Please pull out every line of the material below that contains the word "cake". Match case, so a line with the word in different capitalization doesn't count.

• STORED DATA:
>> Begin
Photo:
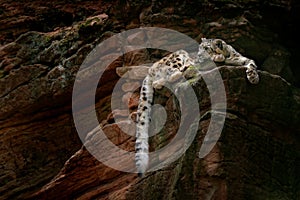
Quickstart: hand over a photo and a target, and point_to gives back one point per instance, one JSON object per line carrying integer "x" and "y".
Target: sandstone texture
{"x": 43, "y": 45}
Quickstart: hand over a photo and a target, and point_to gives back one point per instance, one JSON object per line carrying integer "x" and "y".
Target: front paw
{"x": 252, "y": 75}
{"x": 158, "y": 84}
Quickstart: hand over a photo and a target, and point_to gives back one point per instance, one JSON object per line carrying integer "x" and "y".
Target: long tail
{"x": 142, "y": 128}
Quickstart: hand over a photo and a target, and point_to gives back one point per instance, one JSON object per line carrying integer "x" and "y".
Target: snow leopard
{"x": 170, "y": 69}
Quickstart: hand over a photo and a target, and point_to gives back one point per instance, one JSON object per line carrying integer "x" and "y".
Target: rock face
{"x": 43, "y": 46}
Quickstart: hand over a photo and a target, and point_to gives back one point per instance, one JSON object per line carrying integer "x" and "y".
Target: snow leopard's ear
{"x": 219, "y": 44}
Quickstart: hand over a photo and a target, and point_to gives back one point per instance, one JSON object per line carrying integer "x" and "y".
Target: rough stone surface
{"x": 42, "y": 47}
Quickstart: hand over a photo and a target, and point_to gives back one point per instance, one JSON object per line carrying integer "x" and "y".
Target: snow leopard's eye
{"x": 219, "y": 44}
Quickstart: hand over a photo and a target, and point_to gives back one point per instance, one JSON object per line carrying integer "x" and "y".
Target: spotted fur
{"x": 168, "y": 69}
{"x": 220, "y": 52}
>> End
>> Begin
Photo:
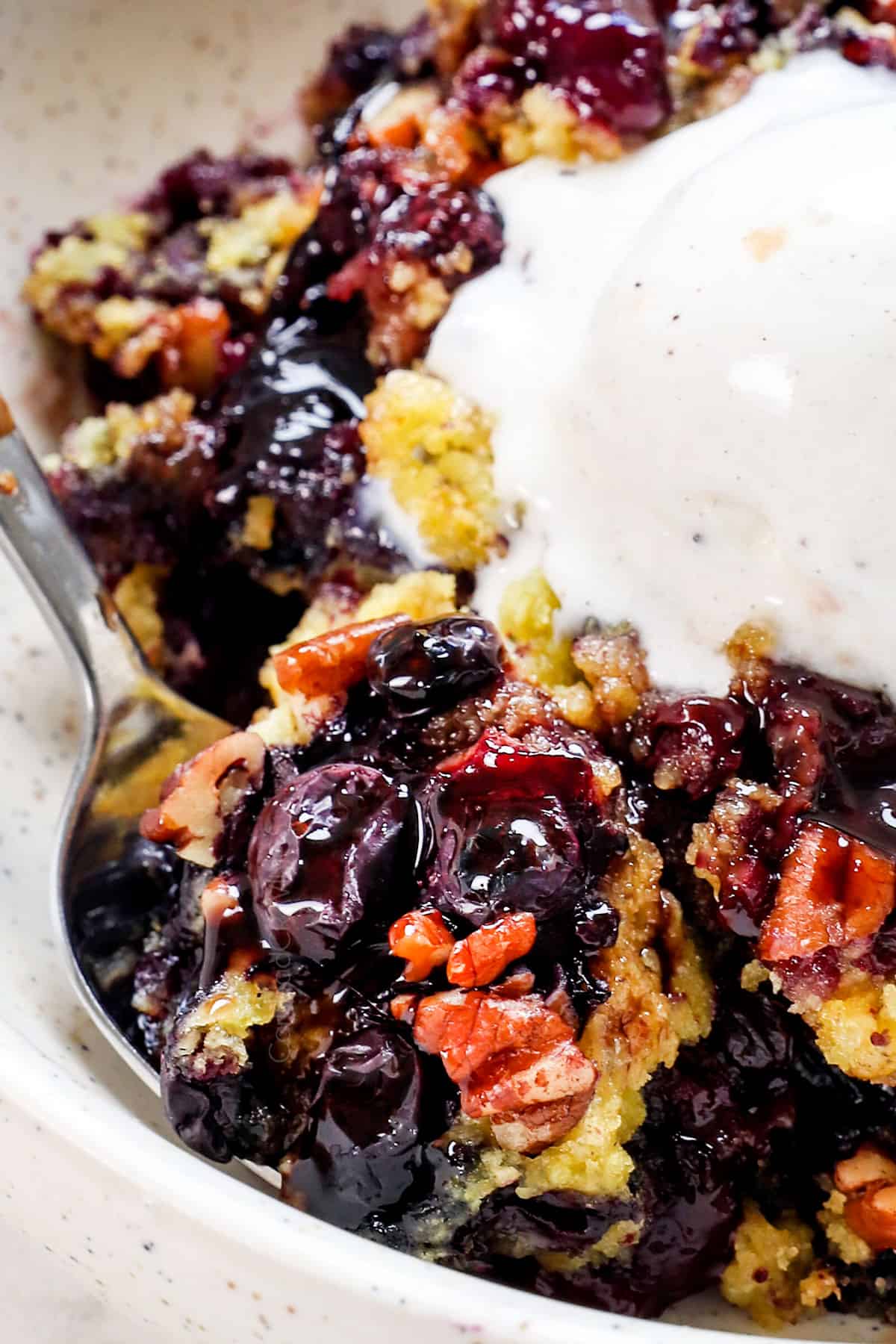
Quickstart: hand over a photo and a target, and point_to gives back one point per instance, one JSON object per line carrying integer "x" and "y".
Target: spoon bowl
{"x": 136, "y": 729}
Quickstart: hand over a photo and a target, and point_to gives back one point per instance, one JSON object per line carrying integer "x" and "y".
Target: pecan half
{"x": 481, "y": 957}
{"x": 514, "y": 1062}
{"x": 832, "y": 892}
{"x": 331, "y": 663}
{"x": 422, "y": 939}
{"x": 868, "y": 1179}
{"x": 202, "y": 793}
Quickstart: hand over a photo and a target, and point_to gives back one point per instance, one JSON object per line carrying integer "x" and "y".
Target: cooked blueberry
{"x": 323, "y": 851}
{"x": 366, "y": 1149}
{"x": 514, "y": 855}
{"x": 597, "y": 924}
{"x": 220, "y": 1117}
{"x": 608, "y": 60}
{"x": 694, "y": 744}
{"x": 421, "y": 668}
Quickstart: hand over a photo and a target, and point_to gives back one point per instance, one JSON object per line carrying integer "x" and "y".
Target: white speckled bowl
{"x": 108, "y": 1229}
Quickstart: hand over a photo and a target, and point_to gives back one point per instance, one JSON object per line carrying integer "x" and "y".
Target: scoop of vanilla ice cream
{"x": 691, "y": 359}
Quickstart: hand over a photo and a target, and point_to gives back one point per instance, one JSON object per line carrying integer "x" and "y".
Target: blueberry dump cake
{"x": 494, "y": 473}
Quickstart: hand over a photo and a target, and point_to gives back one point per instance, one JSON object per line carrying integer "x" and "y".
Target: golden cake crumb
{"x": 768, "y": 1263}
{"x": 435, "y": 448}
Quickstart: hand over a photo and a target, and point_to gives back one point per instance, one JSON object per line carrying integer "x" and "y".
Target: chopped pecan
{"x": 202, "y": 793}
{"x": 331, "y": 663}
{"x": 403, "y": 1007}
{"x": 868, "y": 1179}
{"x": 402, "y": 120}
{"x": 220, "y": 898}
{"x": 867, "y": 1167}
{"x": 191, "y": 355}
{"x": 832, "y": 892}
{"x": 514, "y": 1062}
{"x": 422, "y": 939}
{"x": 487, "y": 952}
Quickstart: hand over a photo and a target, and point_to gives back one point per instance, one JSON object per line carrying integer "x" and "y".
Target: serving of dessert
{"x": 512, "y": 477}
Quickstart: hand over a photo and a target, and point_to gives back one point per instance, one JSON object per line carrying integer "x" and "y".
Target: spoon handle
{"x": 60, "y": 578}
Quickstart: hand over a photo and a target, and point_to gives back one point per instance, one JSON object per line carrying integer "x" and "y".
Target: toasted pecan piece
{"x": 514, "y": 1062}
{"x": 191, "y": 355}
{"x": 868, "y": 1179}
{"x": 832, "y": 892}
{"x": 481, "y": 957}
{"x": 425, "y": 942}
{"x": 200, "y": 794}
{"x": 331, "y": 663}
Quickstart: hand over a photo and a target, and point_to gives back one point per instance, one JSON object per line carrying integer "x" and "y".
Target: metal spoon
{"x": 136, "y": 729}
>> End
• COMPLETE RESPONSE:
Target: blueberry dump cake
Target: golden cake crumb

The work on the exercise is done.